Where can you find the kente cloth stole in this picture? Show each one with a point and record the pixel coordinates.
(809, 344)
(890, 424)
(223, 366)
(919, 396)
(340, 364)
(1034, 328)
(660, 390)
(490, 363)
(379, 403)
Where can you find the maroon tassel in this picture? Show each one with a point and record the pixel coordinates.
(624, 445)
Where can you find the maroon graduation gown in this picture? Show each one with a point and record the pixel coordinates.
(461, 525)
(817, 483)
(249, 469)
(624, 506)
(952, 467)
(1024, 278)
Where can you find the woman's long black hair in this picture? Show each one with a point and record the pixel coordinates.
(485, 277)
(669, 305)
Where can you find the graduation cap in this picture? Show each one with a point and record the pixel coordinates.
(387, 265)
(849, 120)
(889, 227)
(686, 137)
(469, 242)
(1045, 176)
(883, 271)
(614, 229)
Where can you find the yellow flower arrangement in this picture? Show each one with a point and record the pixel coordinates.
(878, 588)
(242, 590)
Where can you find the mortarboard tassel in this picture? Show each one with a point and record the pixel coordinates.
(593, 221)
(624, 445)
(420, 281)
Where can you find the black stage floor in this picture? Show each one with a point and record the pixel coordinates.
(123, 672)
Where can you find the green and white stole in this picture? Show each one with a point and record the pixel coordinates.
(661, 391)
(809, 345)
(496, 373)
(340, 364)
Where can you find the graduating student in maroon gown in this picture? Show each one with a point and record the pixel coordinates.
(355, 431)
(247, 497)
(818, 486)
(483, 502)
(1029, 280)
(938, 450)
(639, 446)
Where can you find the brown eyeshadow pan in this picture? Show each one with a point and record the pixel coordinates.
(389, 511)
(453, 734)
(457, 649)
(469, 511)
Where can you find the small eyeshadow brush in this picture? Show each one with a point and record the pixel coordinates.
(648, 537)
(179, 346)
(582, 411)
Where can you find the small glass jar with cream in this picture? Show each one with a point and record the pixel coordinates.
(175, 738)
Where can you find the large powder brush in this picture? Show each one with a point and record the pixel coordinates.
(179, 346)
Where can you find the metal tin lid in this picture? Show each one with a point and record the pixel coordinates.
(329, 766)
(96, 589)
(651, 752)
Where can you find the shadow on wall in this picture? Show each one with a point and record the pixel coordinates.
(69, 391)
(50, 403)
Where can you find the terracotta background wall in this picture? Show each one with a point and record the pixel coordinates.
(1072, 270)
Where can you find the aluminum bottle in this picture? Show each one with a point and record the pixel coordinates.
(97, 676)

** Directions for this task **
Copy every record exactly, leaving each line intact.

** Answer **
Where can you find the kente cloth stole in this picture? Show each one with a point and record the pixel coordinates.
(809, 344)
(890, 424)
(223, 366)
(919, 396)
(340, 364)
(1034, 328)
(660, 390)
(490, 363)
(379, 403)
Where can you find the maroon tassel in this picture? Show each one with a point and record the pixel coordinates.
(624, 445)
Where can you find the maroon graduation gown in this picture? Show each one with a point and record the pixel coordinates.
(461, 525)
(817, 483)
(249, 469)
(624, 506)
(952, 467)
(1024, 278)
Where can you find the woman's long black hair in this picture? Show each one with a point and record the pixel coordinates.
(485, 277)
(669, 305)
Where can you find the graduation cap in this picture? Show each one with a point and record the pixel coordinates.
(387, 265)
(849, 120)
(889, 227)
(686, 137)
(469, 242)
(1045, 176)
(883, 271)
(614, 229)
Where can you find the yellow flower arrangement in this picture? Show each one with a point and record the pixel coordinates.
(878, 588)
(242, 590)
Where can you find the mortarboard tassel in this picture? Show each one with a point and record the pixel coordinates.
(593, 221)
(624, 445)
(420, 281)
Where can you find the black stage floor in this picture? Show each one with a point and record the pixel coordinates.
(123, 672)
Where can you find the green and white stole in this picture? Show each one with a point and record the pixel coordinates.
(661, 391)
(809, 345)
(496, 373)
(340, 364)
Where can you find the graduating student in maroon gown in this picture? Show each one with a point and record the pixel coordinates.
(355, 431)
(247, 497)
(818, 486)
(483, 502)
(1029, 280)
(938, 450)
(639, 446)
Where can you find the brown eyeshadow pan in this picture? Show each one with a point and record the pixel coordinates.
(389, 511)
(453, 734)
(457, 649)
(469, 511)
Where can you find the small eyeshadow brush in this picture? Show each one with a point and record the pixel coordinates.
(648, 537)
(179, 346)
(582, 411)
Where can you find the small glass jar with cream in this picture? Show each one with a point and record the pixel coordinates.
(175, 738)
Where can you find the large powder brush in this picture? Show each one with a point and record the pixel coordinates.
(179, 346)
Where can you find the metal tin lid in this picture? Show each one with a point and record the pixel coordinates.
(329, 766)
(96, 589)
(651, 752)
Where can you find the shadow on wall in this picture? Show each one with a point and record the pixel coordinates.
(69, 391)
(50, 403)
Where can you find the terracotta background wall in this picture? Show each one with a point and record the pixel coordinates.
(1072, 270)
Where can you find the aluminum bottle in this picture? Show each one with a point and record the pixel coordinates.
(97, 676)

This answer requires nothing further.